- [WRITTEN TASKS]:
**a)** In the page on Howard Barker's play Cheek, who directed its first production?
**b)** Say whether each statement agrees with the page on Howard Barker's play Cheek. Answer yes or no and quote the deciding words.
(i) Cheek was first presented at the Theatre Upstairs on 11 September 1970.
(ii) Cheek is set in the distant past.
(iii) The published edition of Cheek can still be bought new.
**c)** Resume the page on Howard Barker's play Cheek from its final sentence and extend it.

- [TEXT EXTRACT]:
Plays of Howard Barker: Cheek (1970)

Tom Chadbon, Kenneth Cranham, Liz Edmiston and Cheryl Hall in the Theatre Upstairs production of Howard Barker's Cheek, 1970

Cheek. Play in three acts. First presented at the Royal Court Theatre's Theatre Upstairs on 11 September 1970. Directed by William Gaskill. Designed by Di Seymour. With Tom Chadbon (Laurie), Ken Cranham (Bill), Diane Hart (Mum), Richard Butler (Dad), Susan Littler (Shirley), Liz Edmiston, Cheryl Hall and Marshall Jones. Published in New Short Plays: 3, London: Eyre Methuen, 1972. Out of print.


A young bloke who's just left school with no work, with friends in a similar situation and a father who's dying, is persuaded to make a living, not exactly by crime, but by developing a way of life in which they don't have to work – what he calls work by cheek. If you're cheeky enough you can get by doing very little in life, succeeding by exploiting other people. Capitalism is, basically, a great swindle. An immense cheek.

Howard Barker
Interview in Catherine Itzin, Stages in the Revolution
1980

Barker's first stage play, like the later Claw and Stripwell, is among the few with a contemporary setting (a British "domestic interior" of around 1970). A response to Edward Bond's Saved, the three acts of the play descend linguistically from an almost Ortonesque elegance and wit:

LAURIE: You know, I could have a lasting, deep, meaningful affair with one of them little whores ... get my hands round them firm little buttocks ... I'm going to, you know. ... I'm not passing my twenty-third birthday before I've had one.
BILL: I like to see a man with an aim in life.

To, finally, a form of baby-talk when Laurie and his dying father at the end of the play are abandoned by both his mother and his friend Bill:

You are difficult. You haven't died, have you? Have you? You wouldn't admit it if you had, you poor bugger. Come on, let's go. ... Is that all right? See the sunsa shining? And all the little birdies? Say boo to the birdies, go on, say boo. Say boo! Say boo!

- [INFORMATION SHOWN]:
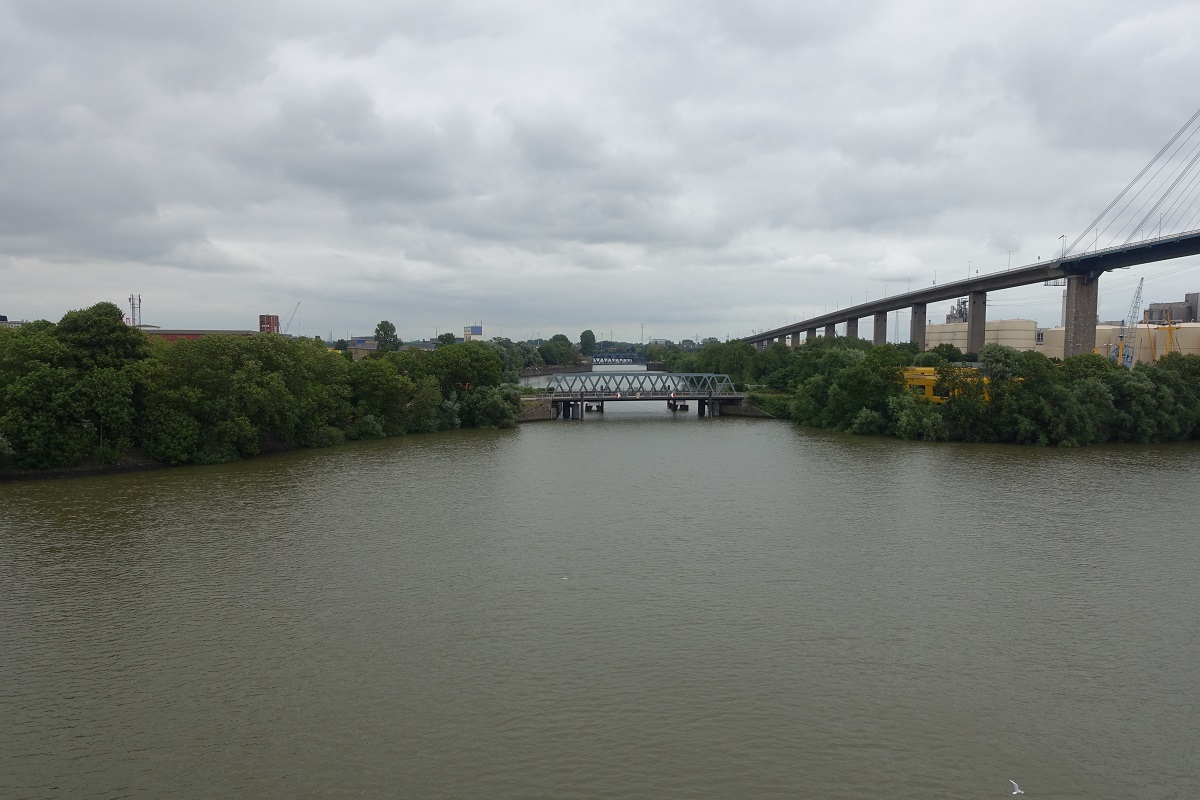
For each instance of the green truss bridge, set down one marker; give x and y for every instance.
(574, 394)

- [OUTPUTS BY TASK]:
**a)** William Gaskill.

**b)**
(i) Yes: "First presented at the Royal Court Theatre's Theatre Upstairs on 11 September 1970."
(ii) No: "among the few with a contemporary setting"
(iii) No: "Out of print."

**c)**
Apart from this descent into monosyllabic burbling (perhaps a comment on Bond's laconic monosyllabic dialogue in Saved), the play's three acts also evolve from a kitchen-sink-style naturalism to a more metaphorical landscape. Bill, who unlike Laurie has determined to enter the work force, summons the "cheek" to attempt (and succeed) with a seduction of Laurie's 43-year-old mother, discharging the Oedipal energies which had been building up since the first scene. The final act then becomes a dynamic of energies between the capitalist "cheek" of Laurie, the more confidently sexual "cheek" of Bill, the sexual reawakening of Laurie's mother (who had been born into a wealthy family) and the descent to dementia and senility of Laurie's working-class father.

Laurie seeks to avoid work by becoming a property owner, a landlord. "There are a couple of ways open to you. One is crime. But that's not for me. Not that there's any risk, it's just that criminals haven't got any class. Take the Krays. ... The only other thing is property. ... You see, the thing to do is to get hold of some bleeding great Victorian house and let it out to students and immigrants. ..." He attempts to seduce a next-door-neighbor (with a young baby) of his age, making the promise of a free apartment in one of his houses in exchange for sexual favors; when he admits that he is unable to provide the apartment, the neighbor stalks out and denies Laurie access to her body. But Laurie has fallen in love with her, and her departure leads to his eventual frustration, impotence, loneliness and entrapment.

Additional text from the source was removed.